Data excerpts ->
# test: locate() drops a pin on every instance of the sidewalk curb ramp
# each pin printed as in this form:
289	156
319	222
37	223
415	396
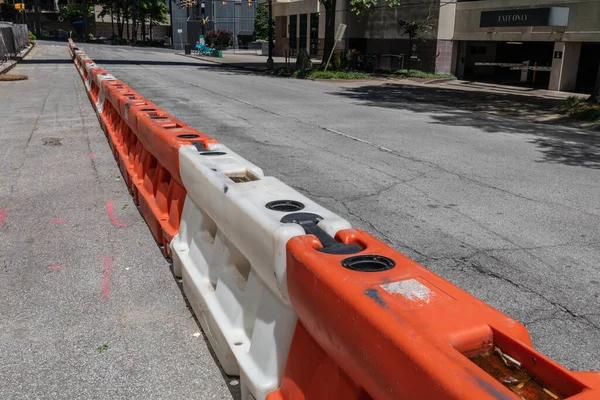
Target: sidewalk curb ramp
294	300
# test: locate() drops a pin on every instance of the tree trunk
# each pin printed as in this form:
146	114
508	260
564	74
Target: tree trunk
120	25
36	27
595	97
410	42
329	6
144	30
112	24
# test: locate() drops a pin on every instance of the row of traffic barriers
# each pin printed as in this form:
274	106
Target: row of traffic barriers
294	300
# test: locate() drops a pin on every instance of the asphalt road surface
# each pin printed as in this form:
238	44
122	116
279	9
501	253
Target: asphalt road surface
88	306
508	210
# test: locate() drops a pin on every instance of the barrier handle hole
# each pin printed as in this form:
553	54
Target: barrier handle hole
368	263
285	205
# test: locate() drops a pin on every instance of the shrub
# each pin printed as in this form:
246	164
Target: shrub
415	73
220	38
577	107
315	74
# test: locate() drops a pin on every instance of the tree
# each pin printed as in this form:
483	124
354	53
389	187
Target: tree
7	12
75	13
141	14
414	30
261	24
595	97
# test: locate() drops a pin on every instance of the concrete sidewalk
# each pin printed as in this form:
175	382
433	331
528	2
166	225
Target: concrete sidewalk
525	103
88	306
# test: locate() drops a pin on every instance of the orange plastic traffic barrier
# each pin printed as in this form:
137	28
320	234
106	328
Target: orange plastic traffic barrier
376	325
145	142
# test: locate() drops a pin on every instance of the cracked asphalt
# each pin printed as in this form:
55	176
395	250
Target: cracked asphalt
89	308
506	209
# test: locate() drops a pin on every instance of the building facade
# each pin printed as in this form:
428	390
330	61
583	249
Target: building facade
552	44
235	16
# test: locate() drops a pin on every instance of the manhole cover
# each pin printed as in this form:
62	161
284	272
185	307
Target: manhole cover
51	141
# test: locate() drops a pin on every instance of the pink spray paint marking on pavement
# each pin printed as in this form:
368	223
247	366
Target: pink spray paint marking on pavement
106	267
3	213
109	211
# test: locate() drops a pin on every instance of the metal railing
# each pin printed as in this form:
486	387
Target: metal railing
13	39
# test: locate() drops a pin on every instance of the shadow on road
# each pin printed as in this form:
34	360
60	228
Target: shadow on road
497	112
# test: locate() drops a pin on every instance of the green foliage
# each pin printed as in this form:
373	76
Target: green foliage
74	12
220	38
415	73
152	12
7	12
362	6
103	348
261	24
317	74
579	108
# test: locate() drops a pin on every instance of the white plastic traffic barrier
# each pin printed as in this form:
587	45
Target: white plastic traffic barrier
101	97
88	75
230	251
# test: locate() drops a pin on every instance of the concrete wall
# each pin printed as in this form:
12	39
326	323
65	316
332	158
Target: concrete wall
584	21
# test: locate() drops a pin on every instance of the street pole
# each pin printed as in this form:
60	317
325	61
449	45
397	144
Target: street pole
203	14
270	59
172	33
234	33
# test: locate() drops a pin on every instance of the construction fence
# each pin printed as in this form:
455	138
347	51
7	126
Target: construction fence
13	39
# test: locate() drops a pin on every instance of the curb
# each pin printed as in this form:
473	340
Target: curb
16	61
222	63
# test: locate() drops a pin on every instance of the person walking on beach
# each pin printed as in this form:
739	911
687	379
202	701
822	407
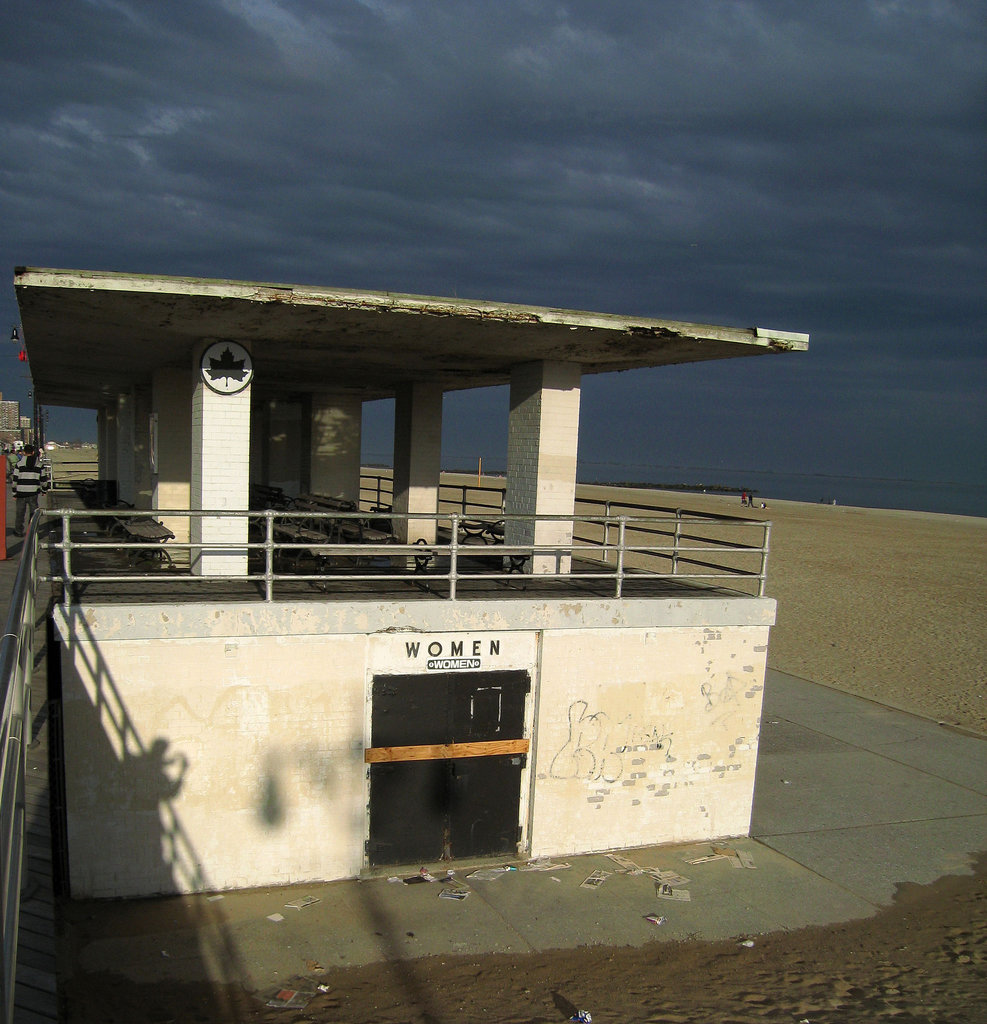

Task directions -> An exact copy of every entry above is needed, with the pictures left out.

Response ->
# test: locate() drops a pin on every instance of the sidewalk curb ramp
# each pin printed as in this form:
289	156
319	222
37	223
415	396
Target: sidewalk curb ramp
294	300
# test: locate() drops a pin on every instance of the tree trunk
# each pin printed as in this form:
146	114
508	260
564	74
Target: tree trunk
120	25
36	27
595	97
410	42
329	6
144	30
112	24
# test: locate() drops a pin on every instance of the row of traffic barriers
# each pin printed as in this form:
274	106
Target: row of traffic barriers
294	300
# test: locate() drops a pin on every instance of the asphalt road surface
# each pin printed as in this form:
238	44
122	116
279	9
501	253
Target: asphalt road surface
88	306
508	210
# test: locate() drops a pin on every instance of the barrier handle hole
# each pin printed as in this form:
553	54
Target: barrier handle hole
368	263
285	205
# test: locate() drops a pin on every instance of the shrub
# each pin printed as in this form:
246	164
Target: shrub
415	73
220	38
577	107
315	74
# test: locate() drops a pin on every instance of the tree
# each pin printed as in this form:
483	124
354	53
389	187
Target: tree
7	12
75	13
141	14
414	30
261	24
595	97
# test: locate() drops a pin on every instance of the concrete sidewalk
# each pin printed as in this form:
175	382
433	331
528	2
166	225
Target: concrete sidewalk
525	103
88	306
# test: locate() drops a pin on every instance of the orange plastic traffic barrier
# each pin printed as in this form:
137	28
320	234
106	328
Target: orange plastic traffic barrier
376	325
145	142
# test: locate() drops a pin on every instance of the cracked asphalt
# each pin printed as in this form:
55	176
395	250
Target: cracked asphalt
89	308
506	209
# test: locate() drops a pin on every instance of the building facade
# each pin printed as in this form:
428	390
330	61
583	249
Target: building facade
552	44
235	16
# test: locate() drops a pin on every instance of the manhole cover
# each pin printed as in this form:
62	161
284	272
185	307
Target: manhole cover
51	141
# test: locate() drops a pin on every instance of the pink spray paint marking on pavement
# each pin printed as in this form:
368	223
247	366
Target: pink spray paint marking on pavement
106	267
3	213
109	211
# test: locate() drops a pin on every instance of the metal railing
# each pin printed as in this form:
486	387
Target: metal railing
13	39
# test: locate() drops a pin on every instance of the shadow on road
# each pin printed as in this form:
34	360
60	228
Target: shadow on road
497	112
# test: locate() drops a pin on every instance of the green foliage
# each pin printed as in this form:
373	76
Target: green foliage
74	12
220	38
415	73
152	12
7	12
362	6
103	348
261	24
317	74
579	108
# test: locate() drops a pin on every instance of the white plastic traffic barrier
# each pin printed as in this form:
587	45
Target: white plastic traffic barrier
101	97
88	75
230	251
# test: locate() drops a pin on every instance of the concrete wall
# each pin printed as in this form:
12	39
326	323
65	316
332	158
Target: concrete wall
584	21
# test: locate() drops a pin on every instance of the street pole
# each pin printed as in this form:
60	317
325	61
449	45
397	144
Target: street pole
203	14
270	59
172	33
234	33
# test: locate() drops a pin on every instance of the construction fence
# each pin printed as in this form:
455	138
347	51
7	126
Target: construction fence
13	39
# test: locate() drops a pin on every instance of the curb
# each pin printed as in this form:
473	340
Target: curb
16	61
222	63
# test: locate() drops a pin on every instance of the person walking on beach
# each pin printed as in this form:
739	911
687	379
202	701
822	407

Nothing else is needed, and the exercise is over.